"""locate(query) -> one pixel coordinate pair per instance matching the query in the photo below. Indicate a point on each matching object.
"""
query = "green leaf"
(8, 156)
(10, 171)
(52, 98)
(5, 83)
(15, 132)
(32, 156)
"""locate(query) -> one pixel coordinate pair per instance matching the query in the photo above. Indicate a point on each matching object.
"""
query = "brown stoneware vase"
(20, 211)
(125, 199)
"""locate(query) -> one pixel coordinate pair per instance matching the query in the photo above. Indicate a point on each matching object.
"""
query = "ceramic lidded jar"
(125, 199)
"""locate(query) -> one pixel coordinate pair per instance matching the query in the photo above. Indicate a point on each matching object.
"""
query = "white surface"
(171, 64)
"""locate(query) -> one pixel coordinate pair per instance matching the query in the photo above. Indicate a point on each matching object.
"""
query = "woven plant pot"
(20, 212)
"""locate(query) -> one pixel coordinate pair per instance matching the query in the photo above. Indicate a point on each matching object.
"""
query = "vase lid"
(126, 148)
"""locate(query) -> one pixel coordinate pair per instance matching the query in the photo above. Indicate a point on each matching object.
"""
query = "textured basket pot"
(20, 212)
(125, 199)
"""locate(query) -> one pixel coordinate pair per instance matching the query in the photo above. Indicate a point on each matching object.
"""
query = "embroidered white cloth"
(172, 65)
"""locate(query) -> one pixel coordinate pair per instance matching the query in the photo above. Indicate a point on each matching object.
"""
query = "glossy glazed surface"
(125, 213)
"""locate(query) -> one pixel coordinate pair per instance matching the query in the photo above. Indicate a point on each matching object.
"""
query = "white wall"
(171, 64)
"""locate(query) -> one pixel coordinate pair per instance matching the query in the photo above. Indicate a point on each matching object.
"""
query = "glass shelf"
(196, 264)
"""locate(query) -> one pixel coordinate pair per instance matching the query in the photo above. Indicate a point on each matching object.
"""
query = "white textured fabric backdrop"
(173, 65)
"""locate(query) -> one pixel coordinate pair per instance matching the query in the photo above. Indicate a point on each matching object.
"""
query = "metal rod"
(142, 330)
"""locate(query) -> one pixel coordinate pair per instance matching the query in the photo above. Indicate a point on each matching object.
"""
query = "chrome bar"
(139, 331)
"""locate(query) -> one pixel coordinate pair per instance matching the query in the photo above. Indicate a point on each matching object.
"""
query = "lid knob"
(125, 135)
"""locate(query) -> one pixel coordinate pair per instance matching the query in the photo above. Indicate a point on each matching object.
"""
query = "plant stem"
━━━━━━━━━━━━━━━━━━━━
Each line of the records above must be copied exactly.

_Task response_:
"""locate(query) -> one pixel coordinate pair per instance matching the query in the photo below. Indicate a point on each matching object.
"""
query = "green leaf"
(8, 156)
(10, 171)
(52, 98)
(5, 83)
(15, 132)
(32, 156)
"""locate(query) -> one pixel coordinate pair per instance matching the query in the photo above. Indicate a point on each matching object.
"""
query = "brown stoneware vase"
(20, 211)
(125, 199)
"""locate(query) -> one pixel coordinate pair per instance matching the query in the photo above. Indicate a point on each matching object.
"""
query = "ceramic lidded jar"
(125, 199)
"""locate(query) -> one pixel coordinate pair per instance matching the query in the photo above. Indicate a point on each matching object.
"""
query = "white surface"
(171, 64)
"""locate(query) -> one pixel coordinate pair per instance matching the query in the photo above. Indicate a point on each matching object.
"""
query = "woven plant pot"
(20, 212)
"""locate(query) -> one pixel coordinate pair per instance matching the query in the photo above. Indicate a point on each matching object.
"""
query = "vase lid"
(126, 148)
"""locate(query) -> one pixel coordinate pair per instance matching the query in the photo above. Indicate a point on each matching object.
"""
query = "textured basket pot"
(20, 212)
(125, 199)
"""locate(query) -> one pixel coordinate pair per instance matching the query in the photo above. Indicate a point on each matching object.
"""
query = "embroidered white cloth"
(172, 65)
"""locate(query) -> one pixel coordinate pair per instance matching the query in the photo above. Indicate a point on each matching object.
"""
query = "glossy glazed surface"
(125, 213)
"""locate(query) -> one pixel coordinate pair per instance matching the query in the photo above. Indicate a point on each matching object.
"""
query = "white wall"
(171, 64)
"""locate(query) -> one pixel coordinate pair per instance matching the query in the photo above. Indicate a point on each matching object.
"""
query = "glass shelf"
(196, 264)
"""locate(query) -> one pixel coordinate pair per instance matching the query in the photo above. Indicate a point on each matching object.
"""
query = "white textured fabric backdrop"
(173, 65)
"""locate(query) -> one pixel coordinate pair per instance matching the query in the photo above. Indicate a point on each matching object.
"""
query = "metal rod"
(142, 330)
"""locate(query) -> one pixel coordinate pair per instance matching the query in the photo above. Indicate a point on each matching object.
"""
query = "chrome bar"
(139, 331)
"""locate(query) -> one pixel coordinate pair per instance matching the query in the photo above. Indicate a point on each matching object.
"""
query = "lid knob"
(125, 135)
"""locate(query) -> one pixel coordinate pair per instance matching the query in the photo above. Indicate a point on each matching object.
"""
query = "plant stem"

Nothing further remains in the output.